Point annotation dataset records
(begin)
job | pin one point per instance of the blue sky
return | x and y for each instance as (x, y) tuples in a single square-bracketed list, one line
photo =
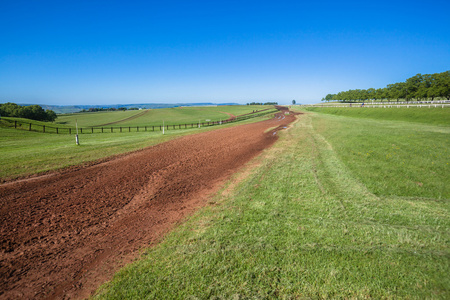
[(111, 52)]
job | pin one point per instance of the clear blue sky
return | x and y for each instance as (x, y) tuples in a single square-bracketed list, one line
[(110, 52)]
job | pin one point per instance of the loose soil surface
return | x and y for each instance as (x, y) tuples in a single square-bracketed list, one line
[(64, 234)]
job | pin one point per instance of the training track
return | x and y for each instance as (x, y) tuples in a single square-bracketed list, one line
[(64, 234)]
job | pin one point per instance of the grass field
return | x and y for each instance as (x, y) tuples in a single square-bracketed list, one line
[(340, 207), (27, 152), (434, 116), (170, 116)]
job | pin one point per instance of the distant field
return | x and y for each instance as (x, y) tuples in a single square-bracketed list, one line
[(25, 152), (340, 208), (435, 116), (155, 117)]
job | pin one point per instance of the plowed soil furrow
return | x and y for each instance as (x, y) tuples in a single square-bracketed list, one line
[(64, 235)]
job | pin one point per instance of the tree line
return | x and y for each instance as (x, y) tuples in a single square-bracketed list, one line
[(260, 103), (95, 109), (33, 112), (419, 87)]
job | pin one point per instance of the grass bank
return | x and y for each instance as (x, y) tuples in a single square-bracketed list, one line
[(155, 117), (304, 224), (26, 153)]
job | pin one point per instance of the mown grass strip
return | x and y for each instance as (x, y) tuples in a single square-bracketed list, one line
[(25, 153), (433, 116), (302, 225)]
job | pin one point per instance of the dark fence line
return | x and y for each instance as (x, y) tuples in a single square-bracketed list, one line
[(23, 125)]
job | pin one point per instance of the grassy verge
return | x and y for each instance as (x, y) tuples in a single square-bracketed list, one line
[(170, 116), (303, 225), (26, 152), (434, 116)]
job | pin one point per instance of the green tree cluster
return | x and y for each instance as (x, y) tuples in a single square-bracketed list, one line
[(33, 112), (419, 87), (260, 103)]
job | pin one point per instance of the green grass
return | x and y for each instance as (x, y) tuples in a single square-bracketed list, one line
[(434, 116), (155, 117), (26, 153), (305, 224)]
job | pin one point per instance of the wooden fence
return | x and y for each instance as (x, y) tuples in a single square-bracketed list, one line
[(19, 124)]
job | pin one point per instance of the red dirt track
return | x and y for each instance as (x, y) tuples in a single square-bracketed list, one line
[(64, 234)]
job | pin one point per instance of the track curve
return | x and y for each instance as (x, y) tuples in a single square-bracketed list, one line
[(62, 236)]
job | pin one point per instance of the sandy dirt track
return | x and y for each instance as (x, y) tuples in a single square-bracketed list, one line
[(65, 234)]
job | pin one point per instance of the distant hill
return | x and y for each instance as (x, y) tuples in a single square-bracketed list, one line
[(67, 109)]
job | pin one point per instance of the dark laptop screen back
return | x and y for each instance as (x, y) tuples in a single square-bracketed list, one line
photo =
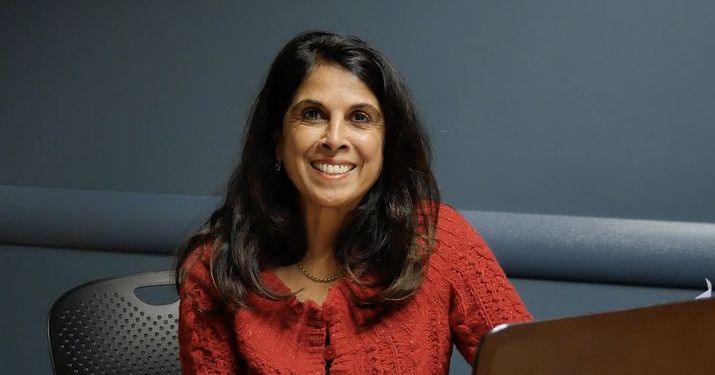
[(667, 339)]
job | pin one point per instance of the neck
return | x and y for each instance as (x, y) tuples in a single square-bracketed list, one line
[(322, 225)]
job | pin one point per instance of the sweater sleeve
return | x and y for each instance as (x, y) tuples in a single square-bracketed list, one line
[(206, 344), (481, 297)]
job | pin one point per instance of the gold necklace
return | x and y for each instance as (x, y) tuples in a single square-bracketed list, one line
[(319, 279)]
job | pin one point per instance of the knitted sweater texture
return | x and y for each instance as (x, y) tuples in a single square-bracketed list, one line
[(464, 294)]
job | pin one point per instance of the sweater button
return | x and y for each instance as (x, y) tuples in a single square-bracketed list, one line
[(328, 353)]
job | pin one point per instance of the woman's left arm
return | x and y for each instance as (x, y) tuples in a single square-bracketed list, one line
[(481, 296)]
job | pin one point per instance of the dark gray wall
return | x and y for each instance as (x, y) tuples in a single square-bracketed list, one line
[(569, 107)]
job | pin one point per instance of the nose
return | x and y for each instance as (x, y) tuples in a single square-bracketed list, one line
[(335, 135)]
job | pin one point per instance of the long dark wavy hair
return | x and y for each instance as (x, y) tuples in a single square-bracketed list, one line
[(384, 242)]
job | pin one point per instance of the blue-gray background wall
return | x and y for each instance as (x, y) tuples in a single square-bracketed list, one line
[(566, 107)]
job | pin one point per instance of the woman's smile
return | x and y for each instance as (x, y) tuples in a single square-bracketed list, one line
[(332, 138)]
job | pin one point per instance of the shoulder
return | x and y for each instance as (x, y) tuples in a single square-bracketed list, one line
[(459, 247), (454, 230), (196, 286)]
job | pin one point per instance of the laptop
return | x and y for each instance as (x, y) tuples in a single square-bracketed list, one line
[(675, 338)]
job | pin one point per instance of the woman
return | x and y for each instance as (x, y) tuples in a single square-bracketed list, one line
[(331, 252)]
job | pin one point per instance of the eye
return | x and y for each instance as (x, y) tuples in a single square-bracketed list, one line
[(312, 114), (360, 117)]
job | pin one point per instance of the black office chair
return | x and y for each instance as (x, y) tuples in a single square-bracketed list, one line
[(102, 327)]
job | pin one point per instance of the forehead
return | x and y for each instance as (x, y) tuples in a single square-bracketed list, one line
[(333, 85)]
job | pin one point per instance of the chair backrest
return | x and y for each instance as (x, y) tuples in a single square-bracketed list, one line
[(102, 327)]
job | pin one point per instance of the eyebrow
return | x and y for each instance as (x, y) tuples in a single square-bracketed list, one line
[(317, 103)]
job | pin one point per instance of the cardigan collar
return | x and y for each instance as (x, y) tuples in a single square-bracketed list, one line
[(350, 290)]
(end)
Retype the whole listing, keeping every line identical and omitting all pictures.

job | pin one point per instance of the blue sky
return | x and y for each instance as (x, y) tuples in a single square-bracketed list, one line
photo =
[(111, 52)]
job | pin one point per instance of the clear blue sky
return | x and y for each instance as (x, y) tuples in a single square-bracketed list, one line
[(110, 52)]
job | pin one point per instance of the loose soil surface
return | x and y for each instance as (x, y) tuples in a single square-bracketed list, one line
[(64, 234)]
job | pin one point per instance of the training track
return | x and y for each instance as (x, y) tuples in a single square-bracketed list, one line
[(64, 234)]
job | pin one point per instance of the grass field
return | x and y for each instance as (x, y) tuples in a single square-bracketed list, one line
[(340, 207), (27, 152), (434, 116), (170, 116)]
job | pin one point per instance of the distant field
return | x and y for each instance as (x, y) tuples in a single square-bracketed list, one line
[(25, 152), (340, 208), (435, 116), (155, 117)]
job | pin one point per instance of the plowed soil furrow
return | x and y for each instance as (x, y) tuples in a single square-bracketed list, one line
[(64, 235)]
job | pin one point per instance of the tree line
return | x and y for each instance as (x, y) tuples in a single square-bracketed list, one line
[(260, 103), (95, 109), (33, 112), (419, 87)]
job | pin one point per instance of the grass bank
return | x and y for each instance as (x, y) tuples in a single square-bracketed list, one line
[(155, 117), (304, 224), (26, 153)]
job | pin one point per instance of the mown grass strip
return | x and y for each instance as (x, y) tuples in a single square-bracketed list, one line
[(25, 153), (433, 116), (302, 225)]
job | pin one point per instance of the dark fence line
return | x and y for each instance as (x, y) tuples in a single square-bracketed list, one line
[(23, 125)]
job | pin one point per instance of the grassy verge
return | x and y for each instance as (x, y) tuples in a single square-bracketed list, one line
[(170, 116), (303, 225), (26, 152), (434, 116)]
job | pin one point per instance of the green tree cluster
return | x and y for each instance as (x, y) tuples in a single square-bracketed list, one line
[(33, 112), (419, 87), (260, 103)]
job | pin one point per instance of the green grass
return | x and y for each instance as (x, y) tuples in a single square-bracketed list, one line
[(434, 116), (155, 117), (26, 153), (305, 224)]
job | pin one point per instance of the wooden fence
return | x and y for each instance as (x, y) tuples in a single square-bracketed list, one line
[(19, 124)]
job | pin one point per instance of the red dirt track
return | x and y for each instance as (x, y) tuples in a single square-bracketed list, one line
[(64, 234)]
job | pin one point per instance of the track curve
return | x and y for each instance as (x, y) tuples in a single square-bracketed list, one line
[(62, 236)]
job | pin one point per instance of the sandy dirt track
return | x and y for each instance as (x, y) tuples in a single square-bracketed list, one line
[(65, 234)]
job | pin one point per instance of the distant hill
return | x and y for each instance as (x, y) tuples in a single square-bracketed list, one line
[(67, 109)]
job | pin one point per instance of the dark laptop screen back
return | x and y for each instance as (x, y) tuples in a single square-bracketed list, one line
photo =
[(667, 339)]
job | pin one point per instance of the neck
return | x and y for each instance as (x, y) tuples in a single square-bracketed list, one line
[(322, 225)]
job | pin one point per instance of the sweater sleeve
return | x and y for each instance as (x, y) tuples in a single square-bracketed list, one line
[(206, 344), (481, 297)]
job | pin one point per instance of the gold necklace
return | x and y for each instance as (x, y) tuples in a single square-bracketed list, one line
[(319, 279)]
job | pin one point per instance of the knitted sweater texture
return | x and y for each instance as (x, y) tuples in a single square-bracketed list, one line
[(464, 294)]
job | pin one point per instance of the sweater button
return | x and y for each instance as (x, y) tuples in a single square-bracketed list, one line
[(328, 353)]
job | pin one point per instance of the woman's left arm
return | x and y for each instance as (x, y) tuples in a single square-bracketed list, one line
[(481, 296)]
job | pin one point per instance of the dark gray wall
return | x and y for each instance as (x, y) tuples in a single square-bracketed list, one line
[(569, 107)]
job | pin one point per instance of the nose
return | x and y for each instance as (x, y) tuples in a single square-bracketed list, one line
[(335, 135)]
job | pin one point per instance of the long dark wavy hair
return | x and y for each instance as (x, y) tuples in a single square-bracketed list, one line
[(384, 242)]
job | pin one point per instance of the blue-gray background wall
return | x and y for each instance as (x, y) tuples in a single square-bracketed list, one line
[(566, 107)]
job | pin one point per instance of the woman's smile
return | x and y for each instance as (x, y) tuples in a single square-bracketed list, one line
[(332, 138)]
job | pin one point per instance of the shoulder
return | x and y for each instance as (x, y) tuples in a single square-bracketed list, one line
[(459, 247), (454, 230), (196, 286)]
job | pin one point per instance of the laptop
return | x and y for each instance as (x, y) tuples in a single square-bracketed list, one line
[(675, 338)]
job | pin one point per instance of the woman
return | x and y for each instance as (x, y) tuples in a single square-bracketed list, one line
[(331, 252)]
job | pin one point per instance of the eye
return | x and y for each instance as (x, y) tuples in a single square-bracketed list, one line
[(312, 114), (360, 117)]
job | pin one point per instance of the black office chair
return | x and y for each instance as (x, y) tuples in a single square-bracketed list, one line
[(102, 327)]
job | pin one point per instance of the forehead
return | x and y for each instance as (x, y) tuples in a single square-bracketed list, one line
[(333, 85)]
job | pin one point per instance of the chair backrest
return | x and y for each instance as (x, y) tuples in a single square-bracketed list, one line
[(102, 327)]
job | pin one point per instance of the eyebrow
return | x and y for each instance as (x, y) tuples in a single square-bracketed list, one line
[(317, 103)]
job | pin one point per instance of the cardigan collar
return | x and y for each instance as (x, y) tuples in a single square-bracketed list, one line
[(350, 290)]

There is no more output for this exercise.